**GOAL A:** From the passage on central banks and post-GFC hardship, list every percentage figure it gives.
**GOAL B:** Carry on the passage on central banks and post-GFC hardship from its final sentence.

--- BEGIN QUOTED PASSAGE ---

Better to sit down. We will be entering some pretty bleak conclusions in this report. The world’s central banks have hit stall speed. They have lost control and do not have enough altitude to recover. How bad can things get? There are two things at play here. One is economic (explicitly monetary) policy. The other is social reality (explicitly hardship). Both have become dysfunctional. Reckless central bank monetary expansion sold behind the banner of ‘nothing to see here’ has backfired. Money velocity (or the power of money) across the globe is plummeting to record lows. While the GFC was easily avoidable the post disaster mop up operation consists of printing our way out of the disastrous debt pile by inflating it away. Even negative interest rates leave inflation well below targets. Deflation still prevails. Poverty and post-GFC destitution has reached boiling point. When people feel robbed of their identity and increasingly their democracy we should not be surprised to see the rise of nationalism and non mainstream candidates and sadly violence, especially in Europe. This social disruption should not be ignored because the experimental financial engineering that was supposed to wiggle us from the bondage of moral hazard has had the complete opposite effect.

Here are 7 things to ponder;

  1. A recent US Federal Reserve survey found that 47% of Americans couldn’t raise $400 in emergency cash were the need to arise. 5% unemployment rate belies financial difficulties.
  2. A bank survey in Australia showed 50% of people wouldn’t be able to meet their financial obligations if unemployed for more than 3 months. Housing price to income ratio almost twice the level pre-GFC. Private debt: GDP ratio at 160%.Credit rating downgrade imminent.

--- END QUOTED PASSAGE ---
--- BEGIN ROWS ---

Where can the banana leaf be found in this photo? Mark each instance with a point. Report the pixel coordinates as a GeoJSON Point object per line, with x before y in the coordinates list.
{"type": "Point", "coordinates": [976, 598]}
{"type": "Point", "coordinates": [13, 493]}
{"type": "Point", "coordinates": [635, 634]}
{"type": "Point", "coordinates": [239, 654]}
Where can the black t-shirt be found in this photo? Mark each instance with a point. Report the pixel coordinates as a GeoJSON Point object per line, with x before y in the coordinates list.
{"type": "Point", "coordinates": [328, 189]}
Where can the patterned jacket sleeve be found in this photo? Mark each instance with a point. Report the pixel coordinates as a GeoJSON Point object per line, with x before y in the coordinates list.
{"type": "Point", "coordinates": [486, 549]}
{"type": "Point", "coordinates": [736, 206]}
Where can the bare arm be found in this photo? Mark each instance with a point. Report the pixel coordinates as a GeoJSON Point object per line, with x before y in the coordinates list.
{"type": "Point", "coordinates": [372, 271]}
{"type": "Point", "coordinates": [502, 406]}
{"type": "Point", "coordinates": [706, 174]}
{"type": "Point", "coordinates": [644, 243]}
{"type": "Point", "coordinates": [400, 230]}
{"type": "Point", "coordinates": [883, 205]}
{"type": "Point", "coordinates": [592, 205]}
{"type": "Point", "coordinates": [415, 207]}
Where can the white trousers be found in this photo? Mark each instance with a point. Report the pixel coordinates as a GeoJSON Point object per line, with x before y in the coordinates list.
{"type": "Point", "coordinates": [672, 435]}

--- END ROWS ---

**TASK OUTPUT A:**
47%
5%
50%
160%

**TASK OUTPUT B:**
  3. c.60% of ETF purchases in Japan and c. 100% of sovereign bond purchases are bought by the Bank of Japan which now owns 38% of outstanding government debt. 15 year Japanese government bonds now yield -0.004%. Japan’s move to negative rates  has caused a run on sales of mini-vaults as people look to store their own cash.
  4. M2/M3 money velocity has hit all time lows in the US, ECB, Australia, China & Japan.
  5. Italian banks non performing loans (NPLs) are approaching 20% and as high as 50% in the south of the country. The ECB is breaching their own covenants to hide the mess. Belgian Optima Bank has just been shut down for not being able to meet obligations. Many more?
  6. Over 25% of those in the EU live below the poverty line and youth unemployment is c.25% with long term unemployment now 50%. In Greece those numbers are 36%, 58% and 72%.
  7. China’s industrial sector among others shows clear signs of recording sales without much hope of being paid with receivables ballooning in some cases leaping to over 5 years of reported revenue pointing to a sharp uptick in corporate debt insolvency & NPLs to follow

I wish I could be optimistic about the future but I’m afraid there isn’t anything that shows much promise.